[WHAT IS REQUIRED]
Render the lines of the listing below as a JSON list of strings, one string per line with blank lines left out, starting at the line that contains "the statue's face?" and ending at the last line of the listing.

— start of DATA TO PROCESS —

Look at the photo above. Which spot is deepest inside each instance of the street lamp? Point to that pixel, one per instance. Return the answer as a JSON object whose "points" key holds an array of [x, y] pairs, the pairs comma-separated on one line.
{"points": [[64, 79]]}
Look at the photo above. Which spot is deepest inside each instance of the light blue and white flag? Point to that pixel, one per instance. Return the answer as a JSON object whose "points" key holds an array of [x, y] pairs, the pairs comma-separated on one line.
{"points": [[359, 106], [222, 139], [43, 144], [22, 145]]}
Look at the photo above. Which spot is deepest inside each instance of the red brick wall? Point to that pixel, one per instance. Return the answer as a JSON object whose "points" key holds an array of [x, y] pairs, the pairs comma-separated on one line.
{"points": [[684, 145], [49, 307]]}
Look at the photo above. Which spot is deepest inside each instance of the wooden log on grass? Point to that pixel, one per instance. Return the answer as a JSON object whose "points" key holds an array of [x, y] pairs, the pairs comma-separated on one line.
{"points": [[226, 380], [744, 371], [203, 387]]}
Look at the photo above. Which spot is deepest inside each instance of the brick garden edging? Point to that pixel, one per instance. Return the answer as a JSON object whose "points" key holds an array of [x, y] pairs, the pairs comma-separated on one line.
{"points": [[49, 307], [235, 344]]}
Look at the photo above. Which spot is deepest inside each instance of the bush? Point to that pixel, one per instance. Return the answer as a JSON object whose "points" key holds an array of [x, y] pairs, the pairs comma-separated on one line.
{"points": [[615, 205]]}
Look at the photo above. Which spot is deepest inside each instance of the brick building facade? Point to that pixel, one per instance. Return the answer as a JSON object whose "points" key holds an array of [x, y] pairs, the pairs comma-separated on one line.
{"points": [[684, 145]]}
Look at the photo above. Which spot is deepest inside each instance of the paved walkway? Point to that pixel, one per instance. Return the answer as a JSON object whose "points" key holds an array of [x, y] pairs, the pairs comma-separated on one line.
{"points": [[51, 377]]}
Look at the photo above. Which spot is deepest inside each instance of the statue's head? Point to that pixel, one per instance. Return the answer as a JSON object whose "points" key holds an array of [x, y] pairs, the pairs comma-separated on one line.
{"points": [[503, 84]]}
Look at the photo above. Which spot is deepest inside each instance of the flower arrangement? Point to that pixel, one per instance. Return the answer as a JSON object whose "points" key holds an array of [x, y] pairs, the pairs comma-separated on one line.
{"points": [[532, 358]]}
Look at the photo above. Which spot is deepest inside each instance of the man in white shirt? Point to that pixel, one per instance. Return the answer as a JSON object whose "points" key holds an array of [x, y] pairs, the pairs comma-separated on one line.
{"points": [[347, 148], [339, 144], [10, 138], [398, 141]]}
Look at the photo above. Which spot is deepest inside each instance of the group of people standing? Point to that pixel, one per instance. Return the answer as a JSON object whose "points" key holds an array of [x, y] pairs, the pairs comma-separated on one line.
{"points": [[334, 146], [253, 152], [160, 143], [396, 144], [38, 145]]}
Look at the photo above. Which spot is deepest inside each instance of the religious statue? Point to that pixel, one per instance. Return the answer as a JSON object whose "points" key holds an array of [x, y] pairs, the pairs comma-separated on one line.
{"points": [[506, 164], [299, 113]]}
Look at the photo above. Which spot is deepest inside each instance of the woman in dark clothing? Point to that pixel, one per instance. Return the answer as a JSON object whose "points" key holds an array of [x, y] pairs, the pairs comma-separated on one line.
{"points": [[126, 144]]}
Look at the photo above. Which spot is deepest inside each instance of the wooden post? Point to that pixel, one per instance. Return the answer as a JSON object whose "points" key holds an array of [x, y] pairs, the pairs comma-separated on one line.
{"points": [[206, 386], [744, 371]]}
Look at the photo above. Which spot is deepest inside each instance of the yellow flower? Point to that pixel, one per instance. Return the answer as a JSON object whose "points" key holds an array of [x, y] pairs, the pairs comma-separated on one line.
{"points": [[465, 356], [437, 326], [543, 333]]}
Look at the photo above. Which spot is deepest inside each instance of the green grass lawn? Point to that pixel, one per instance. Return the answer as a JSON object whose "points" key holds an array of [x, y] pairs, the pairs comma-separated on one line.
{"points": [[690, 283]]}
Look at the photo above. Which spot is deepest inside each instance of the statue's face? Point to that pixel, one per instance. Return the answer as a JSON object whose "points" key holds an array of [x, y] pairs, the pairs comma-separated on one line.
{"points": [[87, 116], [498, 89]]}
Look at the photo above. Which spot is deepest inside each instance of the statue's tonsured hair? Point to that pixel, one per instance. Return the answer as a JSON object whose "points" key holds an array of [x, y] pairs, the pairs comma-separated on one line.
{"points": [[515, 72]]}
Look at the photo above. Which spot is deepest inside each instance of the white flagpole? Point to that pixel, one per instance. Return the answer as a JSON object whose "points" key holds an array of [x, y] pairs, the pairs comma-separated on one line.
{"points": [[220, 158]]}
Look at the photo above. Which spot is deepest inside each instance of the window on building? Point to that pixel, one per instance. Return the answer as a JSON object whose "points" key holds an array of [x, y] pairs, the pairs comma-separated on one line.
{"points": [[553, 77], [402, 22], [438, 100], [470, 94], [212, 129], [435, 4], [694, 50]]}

— end of DATA TO PROCESS —

[EXPECTED ANSWER]
[
  "Look at the photo above. Which spot is deepest inside each instance of the statue's face? Point to that pixel, one per instance. Return the answer as a JSON object whose \"points\" key holds an array of [x, y] pairs, the pairs comma-separated on one line.",
  "{\"points\": [[87, 116], [498, 89]]}",
  "Look at the photo above. Which spot is deepest inside each instance of the statue's tonsured hair? Point to that pixel, one per instance. Return the answer as a JSON object whose \"points\" key holds an array of [x, y] pairs, the pairs comma-separated on one line.",
  "{\"points\": [[515, 72]]}",
  "Look at the photo above. Which spot is deepest inside each instance of the white flagpole? Point to that pixel, one per instance. Return the answer as a JSON object whose \"points\" key holds an array of [x, y] pairs, the pairs comma-separated on one line.",
  "{\"points\": [[220, 158]]}",
  "Look at the photo above. Which spot is deepest inside each instance of the window on building? Point to that pixel, one per instance. Return the answer as a JSON object whose \"points\" key holds an array of [x, y] pairs, the pairs comma-separated on one line.",
  "{\"points\": [[553, 77], [402, 22], [438, 100], [470, 94], [212, 129], [435, 4], [694, 50]]}"
]